SELECTED EXTRACT:
In September 2020, IP Australia published its work plan to make provision for the better protection of Indigenous Knowledge in Australia’s Intellectual Property System.
Now it has released a consultation paper on four topics from that work plan it wishes to advance.
As summarised in the Introduction, the consultation paper raises four topics:
- Establishing an Indigenous Advisory Panel – providing a formalised Indigenous voice to IP Australia.
- Measures for trade mark or designs using Indigenous Knowledge – changes to processes to ensure IK owners benefit from, or have consented to, the use of their IK as the basis for rights.
- New requirements to declare the source of Indigenous Knowledge used in new innovations – make it easier to determine if IK has been used in a patent or plant breeder’s right, and encourage conversations about access and benefit sharing.
- Labelling to promote authentic Indigenous Products – exploring interest in labelling schemes that distinguish authentic Aboriginal or Torres Strait Islander goods.
Topic 2, relating to trade marks and designs, notes that IP Australia may currently reject an application if the application uses “IK” which is secret or sacred; the name of a group or a nation where there is no connection to that group or nation or uses a an Aboriginal or Torres Strait Islander word which should be available for other business to use.

DATA RECORDS:
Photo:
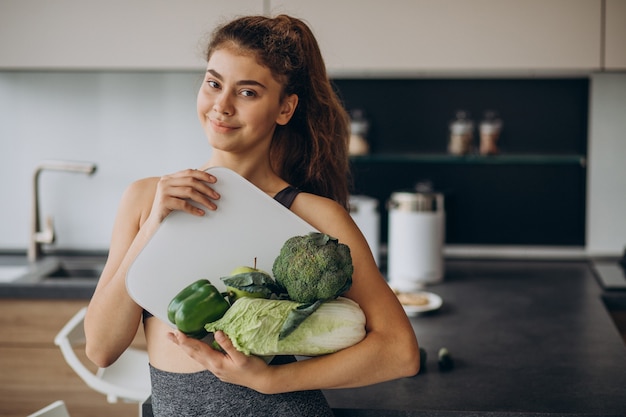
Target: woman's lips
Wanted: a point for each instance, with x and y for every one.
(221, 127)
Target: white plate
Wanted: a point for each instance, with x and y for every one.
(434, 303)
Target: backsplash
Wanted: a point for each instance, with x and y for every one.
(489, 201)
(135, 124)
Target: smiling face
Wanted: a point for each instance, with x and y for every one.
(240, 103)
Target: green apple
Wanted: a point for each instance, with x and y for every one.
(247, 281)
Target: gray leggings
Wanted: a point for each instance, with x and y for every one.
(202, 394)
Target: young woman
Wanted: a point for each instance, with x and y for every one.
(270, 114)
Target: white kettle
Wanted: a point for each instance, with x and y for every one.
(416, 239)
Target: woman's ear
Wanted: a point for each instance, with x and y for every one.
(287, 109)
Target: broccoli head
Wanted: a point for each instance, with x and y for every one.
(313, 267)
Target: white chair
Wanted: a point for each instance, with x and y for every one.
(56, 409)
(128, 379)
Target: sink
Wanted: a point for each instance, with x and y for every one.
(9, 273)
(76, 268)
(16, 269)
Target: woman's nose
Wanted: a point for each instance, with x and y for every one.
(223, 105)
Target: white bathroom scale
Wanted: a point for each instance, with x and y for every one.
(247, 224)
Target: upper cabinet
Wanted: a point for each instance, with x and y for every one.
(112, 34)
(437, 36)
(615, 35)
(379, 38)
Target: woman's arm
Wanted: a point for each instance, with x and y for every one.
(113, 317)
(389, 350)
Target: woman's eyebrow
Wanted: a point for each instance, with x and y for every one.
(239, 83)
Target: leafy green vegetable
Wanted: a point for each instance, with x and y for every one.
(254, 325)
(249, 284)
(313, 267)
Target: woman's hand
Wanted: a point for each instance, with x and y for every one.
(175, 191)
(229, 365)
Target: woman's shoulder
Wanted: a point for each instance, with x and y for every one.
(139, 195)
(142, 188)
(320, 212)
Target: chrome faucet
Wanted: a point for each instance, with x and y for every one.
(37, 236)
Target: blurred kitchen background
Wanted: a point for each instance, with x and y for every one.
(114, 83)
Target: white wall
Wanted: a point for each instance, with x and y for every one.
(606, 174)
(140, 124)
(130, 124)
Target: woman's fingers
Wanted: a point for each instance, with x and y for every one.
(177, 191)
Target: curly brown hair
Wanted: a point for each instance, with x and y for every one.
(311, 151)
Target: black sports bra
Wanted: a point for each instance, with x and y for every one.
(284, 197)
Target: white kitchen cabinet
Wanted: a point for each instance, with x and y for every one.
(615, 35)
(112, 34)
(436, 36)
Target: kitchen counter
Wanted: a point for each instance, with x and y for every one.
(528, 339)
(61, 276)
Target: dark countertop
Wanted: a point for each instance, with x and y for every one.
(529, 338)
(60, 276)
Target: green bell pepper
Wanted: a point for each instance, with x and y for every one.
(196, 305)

==

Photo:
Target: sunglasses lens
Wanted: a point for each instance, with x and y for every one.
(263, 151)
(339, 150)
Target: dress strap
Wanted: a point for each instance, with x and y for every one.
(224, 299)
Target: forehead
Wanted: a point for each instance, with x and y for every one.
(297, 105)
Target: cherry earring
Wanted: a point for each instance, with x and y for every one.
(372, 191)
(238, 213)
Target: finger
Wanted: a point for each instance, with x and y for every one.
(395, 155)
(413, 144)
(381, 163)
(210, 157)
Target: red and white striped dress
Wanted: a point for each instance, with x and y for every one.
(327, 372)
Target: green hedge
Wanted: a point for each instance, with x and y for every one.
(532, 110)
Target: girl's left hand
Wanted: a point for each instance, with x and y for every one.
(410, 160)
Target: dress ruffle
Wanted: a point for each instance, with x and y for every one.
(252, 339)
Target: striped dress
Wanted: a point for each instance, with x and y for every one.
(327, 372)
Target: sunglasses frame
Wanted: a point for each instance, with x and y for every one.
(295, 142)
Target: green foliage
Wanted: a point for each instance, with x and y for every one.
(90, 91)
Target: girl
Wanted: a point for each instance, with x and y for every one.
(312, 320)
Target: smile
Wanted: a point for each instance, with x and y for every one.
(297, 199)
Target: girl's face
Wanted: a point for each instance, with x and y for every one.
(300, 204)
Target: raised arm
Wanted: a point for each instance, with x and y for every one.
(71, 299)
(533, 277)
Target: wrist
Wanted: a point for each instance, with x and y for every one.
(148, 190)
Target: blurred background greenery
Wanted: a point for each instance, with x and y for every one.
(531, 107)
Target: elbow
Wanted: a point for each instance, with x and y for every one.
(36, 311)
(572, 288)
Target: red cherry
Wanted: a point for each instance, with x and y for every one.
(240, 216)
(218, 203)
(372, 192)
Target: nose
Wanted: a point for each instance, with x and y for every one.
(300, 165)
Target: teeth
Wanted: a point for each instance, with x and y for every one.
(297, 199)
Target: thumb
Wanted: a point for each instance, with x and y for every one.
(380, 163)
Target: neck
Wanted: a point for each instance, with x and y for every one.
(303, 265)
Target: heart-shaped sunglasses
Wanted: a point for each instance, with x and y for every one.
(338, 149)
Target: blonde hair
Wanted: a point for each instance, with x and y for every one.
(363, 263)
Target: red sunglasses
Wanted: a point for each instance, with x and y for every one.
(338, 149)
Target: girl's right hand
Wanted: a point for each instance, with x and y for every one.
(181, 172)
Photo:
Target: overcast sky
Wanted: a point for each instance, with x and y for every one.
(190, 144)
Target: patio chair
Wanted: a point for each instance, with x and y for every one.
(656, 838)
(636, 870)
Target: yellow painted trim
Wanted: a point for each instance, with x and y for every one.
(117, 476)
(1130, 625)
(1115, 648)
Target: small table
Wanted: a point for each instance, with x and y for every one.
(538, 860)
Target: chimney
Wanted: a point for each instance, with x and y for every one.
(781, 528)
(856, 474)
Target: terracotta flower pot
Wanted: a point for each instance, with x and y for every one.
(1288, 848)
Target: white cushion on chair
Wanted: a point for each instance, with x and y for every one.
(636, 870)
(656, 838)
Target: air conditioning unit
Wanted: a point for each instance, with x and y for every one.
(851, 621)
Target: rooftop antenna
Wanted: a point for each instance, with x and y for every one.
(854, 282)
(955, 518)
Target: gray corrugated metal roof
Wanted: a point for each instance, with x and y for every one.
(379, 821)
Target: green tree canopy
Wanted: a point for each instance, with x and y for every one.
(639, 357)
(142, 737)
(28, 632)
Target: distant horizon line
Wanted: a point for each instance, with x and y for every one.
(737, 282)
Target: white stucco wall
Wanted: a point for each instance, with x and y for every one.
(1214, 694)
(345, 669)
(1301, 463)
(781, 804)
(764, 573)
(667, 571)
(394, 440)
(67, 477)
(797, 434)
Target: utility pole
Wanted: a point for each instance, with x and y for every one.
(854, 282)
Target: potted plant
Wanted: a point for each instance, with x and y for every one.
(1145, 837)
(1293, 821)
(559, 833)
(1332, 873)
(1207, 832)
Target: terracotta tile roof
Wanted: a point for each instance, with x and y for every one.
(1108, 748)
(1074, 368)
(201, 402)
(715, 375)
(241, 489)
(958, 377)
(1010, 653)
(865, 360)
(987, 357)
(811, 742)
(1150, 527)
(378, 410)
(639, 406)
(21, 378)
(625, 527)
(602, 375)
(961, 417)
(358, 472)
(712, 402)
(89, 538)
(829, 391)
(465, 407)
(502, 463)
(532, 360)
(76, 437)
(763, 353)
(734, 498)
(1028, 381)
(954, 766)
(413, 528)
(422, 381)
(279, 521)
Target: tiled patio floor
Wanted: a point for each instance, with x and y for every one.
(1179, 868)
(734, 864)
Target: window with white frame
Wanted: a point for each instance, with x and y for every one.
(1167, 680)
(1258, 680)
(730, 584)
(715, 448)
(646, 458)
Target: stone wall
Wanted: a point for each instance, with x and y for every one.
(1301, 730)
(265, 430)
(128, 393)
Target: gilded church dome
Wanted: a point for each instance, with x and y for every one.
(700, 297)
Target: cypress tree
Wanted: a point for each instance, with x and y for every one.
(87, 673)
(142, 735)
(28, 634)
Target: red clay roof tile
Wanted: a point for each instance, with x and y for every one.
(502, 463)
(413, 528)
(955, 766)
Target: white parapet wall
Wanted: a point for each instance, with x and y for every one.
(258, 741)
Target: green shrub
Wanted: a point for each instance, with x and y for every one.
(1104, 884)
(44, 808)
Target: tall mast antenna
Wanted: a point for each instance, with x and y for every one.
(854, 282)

* * *

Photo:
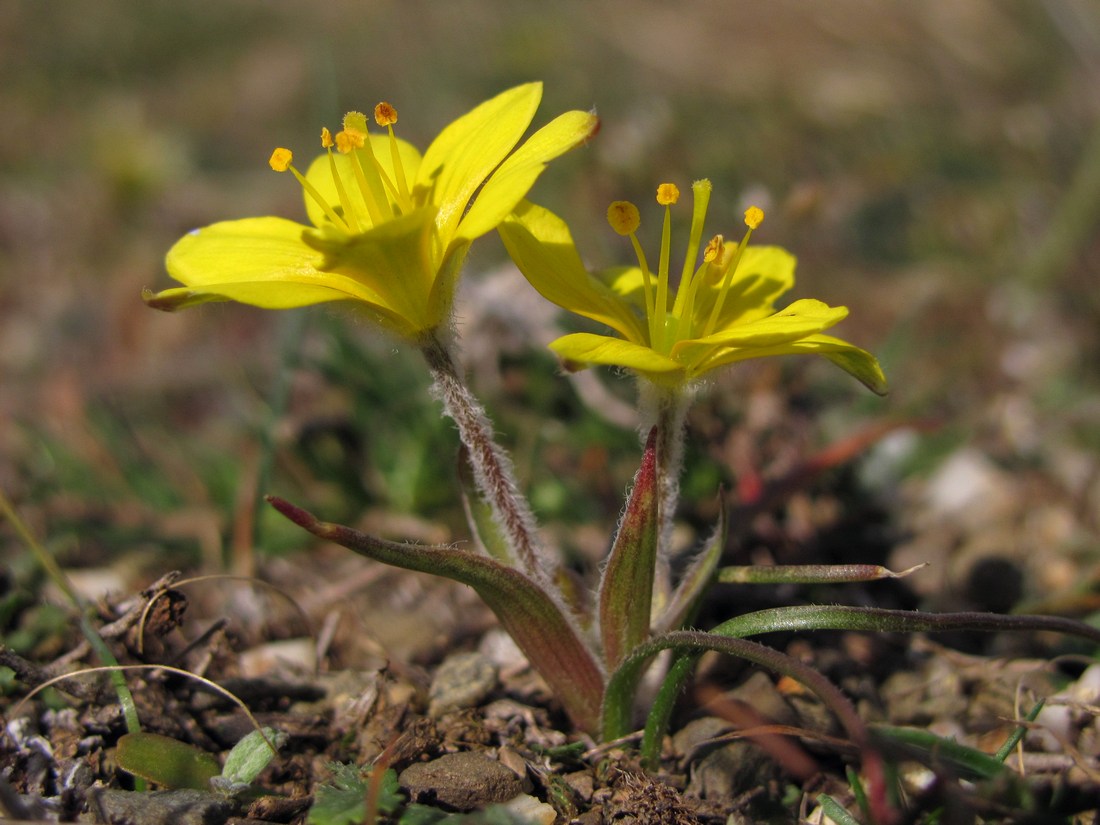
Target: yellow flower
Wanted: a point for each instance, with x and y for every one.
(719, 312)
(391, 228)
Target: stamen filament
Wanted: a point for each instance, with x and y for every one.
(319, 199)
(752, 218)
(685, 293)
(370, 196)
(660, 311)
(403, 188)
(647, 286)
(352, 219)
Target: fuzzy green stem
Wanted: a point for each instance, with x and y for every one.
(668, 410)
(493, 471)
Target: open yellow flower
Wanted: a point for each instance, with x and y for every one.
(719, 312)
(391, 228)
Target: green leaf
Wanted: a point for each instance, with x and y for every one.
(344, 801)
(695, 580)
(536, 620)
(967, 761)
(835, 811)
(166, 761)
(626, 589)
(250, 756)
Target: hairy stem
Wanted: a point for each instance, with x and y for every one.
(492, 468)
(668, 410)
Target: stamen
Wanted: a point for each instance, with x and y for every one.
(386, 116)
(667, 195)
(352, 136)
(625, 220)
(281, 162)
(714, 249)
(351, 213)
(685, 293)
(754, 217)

WRITTEN INSTRUCTION 1:
When, according to the IP Australia passage, did IP Australia publish its work plan for better protecting Indigenous Knowledge?
WRITTEN INSTRUCTION 2:
Repeat the part of the IP Australia passage that begins at the words "- New requirements" and stops after the words "and benefit sharing.".
The listing above is separate material, unrelated to the IP Australia passage.

FULL OUTPUT 1:
In September 2020.

FULL OUTPUT 2:
- New requirements to declare the source of Indigenous Knowledge used in new innovations – make it easier to determine if IK has been used in a patent or plant breeder’s right, and encourage conversations about access and benefit sharing.